* _Brief_: Take the line that contains "If you could pin the gable" and each line after it in the material below, and transcribe them exactly, stopping at the end.

··········

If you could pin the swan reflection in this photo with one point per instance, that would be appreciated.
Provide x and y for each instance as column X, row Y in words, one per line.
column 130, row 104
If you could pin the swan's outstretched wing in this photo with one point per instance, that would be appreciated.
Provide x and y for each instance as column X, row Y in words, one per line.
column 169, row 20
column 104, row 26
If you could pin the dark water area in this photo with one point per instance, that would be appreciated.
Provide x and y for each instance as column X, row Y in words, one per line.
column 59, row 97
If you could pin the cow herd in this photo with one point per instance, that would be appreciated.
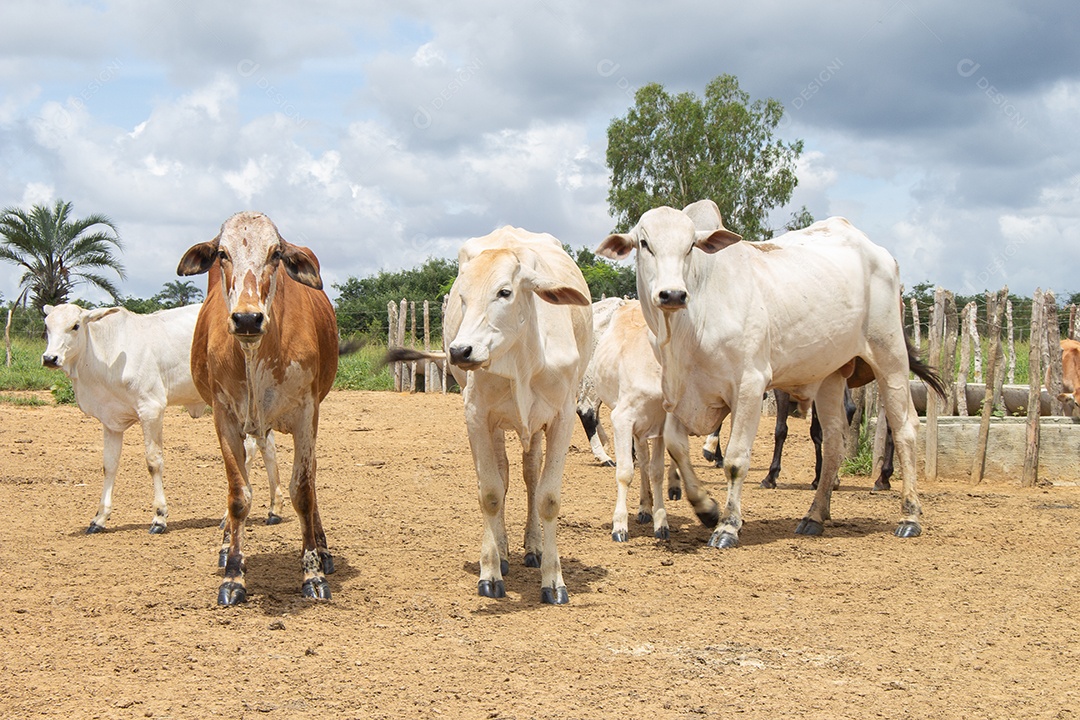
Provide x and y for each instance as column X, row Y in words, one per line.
column 719, row 322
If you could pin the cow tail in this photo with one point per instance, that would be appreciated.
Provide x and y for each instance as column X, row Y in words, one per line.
column 925, row 371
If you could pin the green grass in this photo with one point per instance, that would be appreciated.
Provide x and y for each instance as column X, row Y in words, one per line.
column 26, row 371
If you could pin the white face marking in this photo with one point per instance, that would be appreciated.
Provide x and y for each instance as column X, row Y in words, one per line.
column 66, row 330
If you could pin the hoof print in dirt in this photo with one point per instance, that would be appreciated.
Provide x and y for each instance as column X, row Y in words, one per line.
column 808, row 527
column 230, row 594
column 554, row 596
column 907, row 529
column 491, row 588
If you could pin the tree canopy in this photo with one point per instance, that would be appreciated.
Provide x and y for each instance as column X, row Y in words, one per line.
column 677, row 149
column 59, row 252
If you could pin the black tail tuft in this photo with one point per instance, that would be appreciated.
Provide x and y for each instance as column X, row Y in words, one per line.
column 926, row 372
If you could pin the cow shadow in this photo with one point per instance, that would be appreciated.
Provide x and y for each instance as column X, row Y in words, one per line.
column 523, row 584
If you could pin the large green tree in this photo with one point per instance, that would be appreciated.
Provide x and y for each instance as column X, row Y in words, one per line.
column 59, row 252
column 677, row 149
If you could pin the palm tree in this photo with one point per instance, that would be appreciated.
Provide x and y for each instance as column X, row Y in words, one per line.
column 59, row 252
column 178, row 293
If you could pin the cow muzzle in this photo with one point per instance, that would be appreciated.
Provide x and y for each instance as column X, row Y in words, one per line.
column 247, row 326
column 463, row 356
column 671, row 299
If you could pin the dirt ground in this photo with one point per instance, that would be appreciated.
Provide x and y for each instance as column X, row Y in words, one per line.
column 975, row 619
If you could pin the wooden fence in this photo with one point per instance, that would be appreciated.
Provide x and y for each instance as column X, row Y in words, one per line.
column 402, row 318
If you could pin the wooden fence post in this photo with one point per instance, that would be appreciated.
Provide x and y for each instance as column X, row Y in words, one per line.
column 934, row 340
column 915, row 325
column 392, row 341
column 961, row 381
column 1030, row 476
column 1052, row 355
column 1012, row 344
column 995, row 308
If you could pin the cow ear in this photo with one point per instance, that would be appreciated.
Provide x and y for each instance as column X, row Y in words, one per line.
column 616, row 247
column 97, row 314
column 301, row 265
column 716, row 241
column 198, row 259
column 556, row 294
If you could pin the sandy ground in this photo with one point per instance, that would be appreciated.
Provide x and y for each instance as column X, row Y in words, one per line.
column 975, row 619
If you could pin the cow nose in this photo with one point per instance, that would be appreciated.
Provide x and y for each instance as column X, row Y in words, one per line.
column 460, row 354
column 247, row 323
column 672, row 298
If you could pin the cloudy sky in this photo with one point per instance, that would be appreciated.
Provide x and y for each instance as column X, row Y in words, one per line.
column 381, row 134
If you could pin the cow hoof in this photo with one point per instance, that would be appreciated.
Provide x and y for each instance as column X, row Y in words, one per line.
column 554, row 596
column 808, row 527
column 723, row 540
column 316, row 588
column 711, row 517
column 907, row 529
column 491, row 588
column 230, row 594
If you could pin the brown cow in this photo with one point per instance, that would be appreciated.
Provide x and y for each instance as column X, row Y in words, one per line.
column 1070, row 377
column 264, row 355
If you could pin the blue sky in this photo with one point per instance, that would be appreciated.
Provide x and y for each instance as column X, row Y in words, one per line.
column 381, row 134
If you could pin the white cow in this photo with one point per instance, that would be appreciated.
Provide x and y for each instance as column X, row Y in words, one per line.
column 520, row 326
column 589, row 402
column 796, row 313
column 626, row 378
column 126, row 368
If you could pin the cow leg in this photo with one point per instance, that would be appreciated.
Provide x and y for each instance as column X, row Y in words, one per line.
column 829, row 409
column 677, row 444
column 653, row 462
column 152, row 443
column 779, row 436
column 737, row 463
column 622, row 425
column 113, row 442
column 232, row 589
column 531, row 464
column 301, row 489
column 493, row 478
column 711, row 450
column 883, row 457
column 269, row 450
column 549, row 499
column 594, row 431
column 903, row 421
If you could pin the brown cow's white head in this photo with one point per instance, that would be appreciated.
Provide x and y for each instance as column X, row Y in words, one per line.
column 495, row 291
column 66, row 329
column 664, row 239
column 248, row 250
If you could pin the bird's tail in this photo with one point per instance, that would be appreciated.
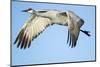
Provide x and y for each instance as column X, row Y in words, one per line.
column 86, row 32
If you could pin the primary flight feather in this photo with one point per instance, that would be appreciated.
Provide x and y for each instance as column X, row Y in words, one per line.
column 40, row 20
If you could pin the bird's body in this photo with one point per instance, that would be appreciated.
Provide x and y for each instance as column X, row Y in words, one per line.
column 40, row 20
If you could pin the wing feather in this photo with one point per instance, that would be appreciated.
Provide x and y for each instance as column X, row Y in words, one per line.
column 31, row 30
column 74, row 25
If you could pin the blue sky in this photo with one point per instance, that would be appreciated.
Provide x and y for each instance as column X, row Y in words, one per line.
column 51, row 46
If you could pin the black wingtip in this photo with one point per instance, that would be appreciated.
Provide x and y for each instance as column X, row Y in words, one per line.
column 86, row 32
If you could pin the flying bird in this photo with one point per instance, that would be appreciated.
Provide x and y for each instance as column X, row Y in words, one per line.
column 41, row 19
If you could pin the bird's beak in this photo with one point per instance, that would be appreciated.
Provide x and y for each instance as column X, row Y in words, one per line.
column 24, row 10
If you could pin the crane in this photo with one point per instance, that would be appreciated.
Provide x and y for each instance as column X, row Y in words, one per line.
column 41, row 19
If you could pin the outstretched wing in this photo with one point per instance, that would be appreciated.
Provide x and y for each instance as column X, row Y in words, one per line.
column 74, row 24
column 30, row 30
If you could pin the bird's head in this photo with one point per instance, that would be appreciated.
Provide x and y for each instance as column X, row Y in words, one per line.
column 29, row 10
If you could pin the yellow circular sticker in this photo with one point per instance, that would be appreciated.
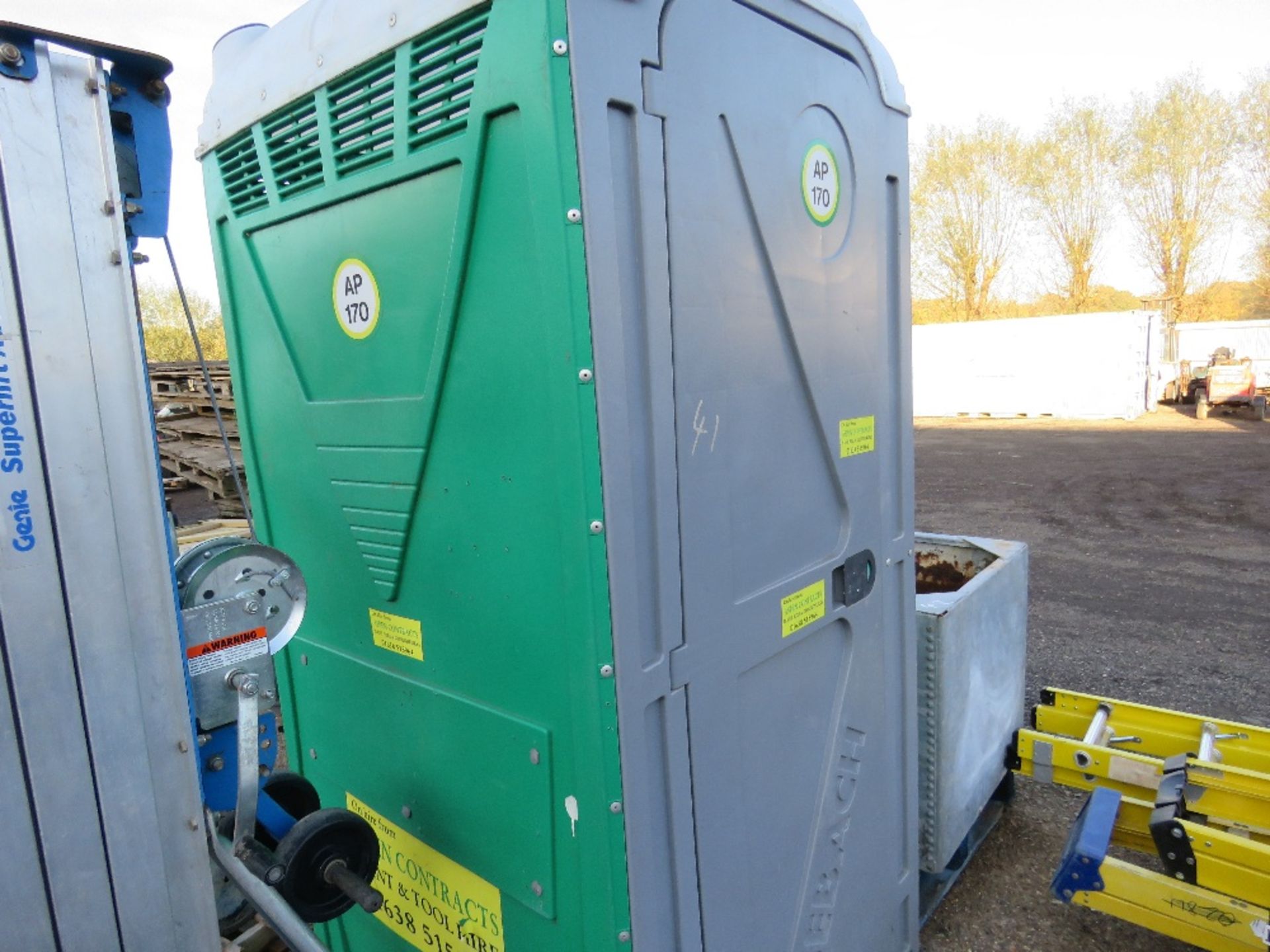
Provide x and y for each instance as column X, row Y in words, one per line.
column 821, row 183
column 356, row 298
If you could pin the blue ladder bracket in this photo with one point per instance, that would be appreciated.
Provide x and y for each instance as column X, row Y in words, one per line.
column 1080, row 870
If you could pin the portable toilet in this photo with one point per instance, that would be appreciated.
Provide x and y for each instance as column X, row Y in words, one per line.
column 571, row 348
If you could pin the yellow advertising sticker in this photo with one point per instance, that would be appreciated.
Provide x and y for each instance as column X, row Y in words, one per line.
column 429, row 900
column 855, row 436
column 398, row 634
column 802, row 608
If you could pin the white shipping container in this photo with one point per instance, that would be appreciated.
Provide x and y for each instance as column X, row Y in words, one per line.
column 1082, row 366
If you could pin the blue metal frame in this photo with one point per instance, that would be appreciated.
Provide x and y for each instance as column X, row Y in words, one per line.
column 139, row 93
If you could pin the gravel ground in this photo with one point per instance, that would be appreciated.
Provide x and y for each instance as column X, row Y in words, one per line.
column 1148, row 545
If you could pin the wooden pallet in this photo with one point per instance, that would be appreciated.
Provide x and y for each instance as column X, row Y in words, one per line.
column 202, row 465
column 197, row 429
column 182, row 382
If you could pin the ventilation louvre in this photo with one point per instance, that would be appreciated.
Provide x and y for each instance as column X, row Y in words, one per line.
column 240, row 172
column 362, row 116
column 291, row 141
column 443, row 77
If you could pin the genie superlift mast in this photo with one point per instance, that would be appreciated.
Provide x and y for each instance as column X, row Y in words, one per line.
column 135, row 694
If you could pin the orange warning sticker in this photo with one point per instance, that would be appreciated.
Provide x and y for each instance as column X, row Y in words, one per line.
column 229, row 651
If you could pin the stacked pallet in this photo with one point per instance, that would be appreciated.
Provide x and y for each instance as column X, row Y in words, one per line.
column 190, row 444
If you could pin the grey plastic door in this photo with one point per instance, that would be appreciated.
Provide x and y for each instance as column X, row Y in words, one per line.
column 783, row 175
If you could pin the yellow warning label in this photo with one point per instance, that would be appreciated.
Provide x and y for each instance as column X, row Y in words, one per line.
column 429, row 900
column 855, row 436
column 398, row 634
column 802, row 608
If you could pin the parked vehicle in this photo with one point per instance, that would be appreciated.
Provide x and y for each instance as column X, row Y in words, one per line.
column 1231, row 383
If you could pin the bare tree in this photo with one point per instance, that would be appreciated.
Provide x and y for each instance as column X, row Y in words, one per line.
column 167, row 334
column 1070, row 178
column 1254, row 111
column 966, row 212
column 1179, row 146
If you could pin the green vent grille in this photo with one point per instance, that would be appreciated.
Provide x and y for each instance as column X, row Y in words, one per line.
column 361, row 116
column 240, row 172
column 291, row 141
column 443, row 75
column 362, row 110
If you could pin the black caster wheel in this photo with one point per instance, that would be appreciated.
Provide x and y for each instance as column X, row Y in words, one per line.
column 329, row 858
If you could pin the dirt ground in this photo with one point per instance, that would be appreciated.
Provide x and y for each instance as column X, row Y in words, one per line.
column 1150, row 542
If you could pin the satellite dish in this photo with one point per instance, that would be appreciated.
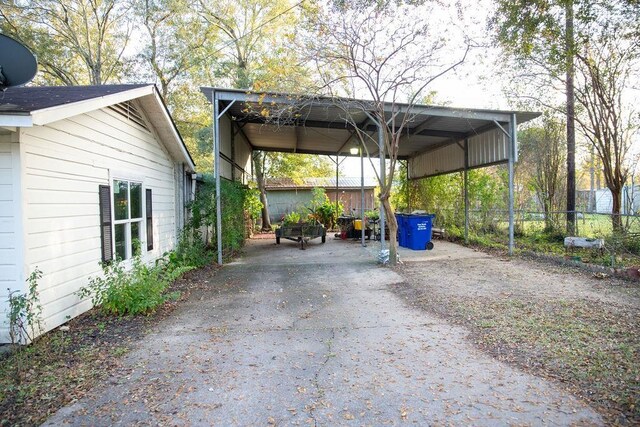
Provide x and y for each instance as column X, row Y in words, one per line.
column 17, row 64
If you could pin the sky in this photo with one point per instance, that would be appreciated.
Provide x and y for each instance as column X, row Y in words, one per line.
column 474, row 83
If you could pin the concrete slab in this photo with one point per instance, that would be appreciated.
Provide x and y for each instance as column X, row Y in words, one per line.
column 315, row 337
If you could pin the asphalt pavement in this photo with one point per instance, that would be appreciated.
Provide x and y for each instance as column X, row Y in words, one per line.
column 284, row 336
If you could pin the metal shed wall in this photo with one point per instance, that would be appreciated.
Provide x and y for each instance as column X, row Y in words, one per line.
column 485, row 148
column 488, row 148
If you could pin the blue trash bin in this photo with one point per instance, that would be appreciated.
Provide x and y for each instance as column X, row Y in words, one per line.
column 419, row 228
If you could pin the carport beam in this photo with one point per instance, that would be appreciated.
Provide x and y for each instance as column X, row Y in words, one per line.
column 382, row 182
column 466, row 190
column 362, row 225
column 512, row 155
column 216, row 144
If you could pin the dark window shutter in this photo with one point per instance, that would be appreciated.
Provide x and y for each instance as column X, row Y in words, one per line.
column 105, row 223
column 149, row 220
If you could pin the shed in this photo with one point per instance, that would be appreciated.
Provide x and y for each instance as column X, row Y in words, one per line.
column 285, row 195
column 84, row 172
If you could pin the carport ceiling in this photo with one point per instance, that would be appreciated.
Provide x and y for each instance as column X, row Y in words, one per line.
column 318, row 125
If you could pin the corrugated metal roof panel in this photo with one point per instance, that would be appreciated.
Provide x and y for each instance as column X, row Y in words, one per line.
column 343, row 182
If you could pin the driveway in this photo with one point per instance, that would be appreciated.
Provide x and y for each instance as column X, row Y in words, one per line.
column 315, row 337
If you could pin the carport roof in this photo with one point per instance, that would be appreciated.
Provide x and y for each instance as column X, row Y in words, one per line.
column 318, row 125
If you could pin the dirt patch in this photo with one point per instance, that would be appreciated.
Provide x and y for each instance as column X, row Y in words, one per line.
column 554, row 321
column 64, row 364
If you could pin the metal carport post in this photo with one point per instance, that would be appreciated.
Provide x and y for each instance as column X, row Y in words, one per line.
column 216, row 166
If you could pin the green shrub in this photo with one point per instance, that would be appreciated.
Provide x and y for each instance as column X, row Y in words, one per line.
column 25, row 311
column 191, row 251
column 234, row 201
column 292, row 218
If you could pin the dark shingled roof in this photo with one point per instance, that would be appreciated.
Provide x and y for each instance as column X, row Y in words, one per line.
column 23, row 100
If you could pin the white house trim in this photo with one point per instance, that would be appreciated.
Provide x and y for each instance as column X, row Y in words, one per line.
column 60, row 112
column 15, row 121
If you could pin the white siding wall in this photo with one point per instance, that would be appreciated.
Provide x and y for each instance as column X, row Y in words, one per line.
column 10, row 228
column 63, row 165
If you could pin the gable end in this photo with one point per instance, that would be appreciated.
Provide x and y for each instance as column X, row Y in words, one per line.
column 130, row 112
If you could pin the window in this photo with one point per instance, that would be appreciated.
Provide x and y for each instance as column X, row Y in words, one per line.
column 127, row 217
column 125, row 227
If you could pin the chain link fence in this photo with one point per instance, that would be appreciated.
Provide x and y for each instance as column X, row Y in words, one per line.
column 545, row 233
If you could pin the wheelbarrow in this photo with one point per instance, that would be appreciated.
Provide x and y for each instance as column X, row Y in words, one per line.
column 301, row 233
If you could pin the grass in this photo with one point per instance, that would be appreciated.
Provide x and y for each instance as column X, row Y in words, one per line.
column 620, row 251
column 61, row 366
column 590, row 346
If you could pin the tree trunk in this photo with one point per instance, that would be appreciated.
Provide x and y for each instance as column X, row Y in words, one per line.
column 393, row 230
column 616, row 207
column 258, row 158
column 571, row 127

··········

* _Solution to the problem_:
If you could pin the gable end in this photo with one point per instance, that would be appreciated.
Provide x and y for each instance as column X, row Y in words, one per line.
column 130, row 112
If you could pin the window in this photo with one point per instance, that would be appreciated.
Provide x and y for each instance as column X, row Y in words, one per line.
column 127, row 217
column 125, row 227
If you could pin the chain link fence in this photo with one point per instance, that would be appreciated.
Provide x and y for each instance as column X, row Y in words, one per line.
column 545, row 233
If you could pin the wheelbarrow in this photo with one point per instance, that would be appreciated.
Provide x and y for each instance as column X, row Y in words, one per line.
column 301, row 233
If you could pin the grass in this photo with one point per instance, that would be appreciated.
Provide x and y for each instance as column X, row Y in words, one per line.
column 620, row 251
column 61, row 366
column 590, row 346
If you could pin the tree trunk in this photo with one point per instance, that would be appreciated.
Provide x and y for each instance as column X, row Y in words, one per line.
column 393, row 230
column 616, row 207
column 258, row 158
column 571, row 127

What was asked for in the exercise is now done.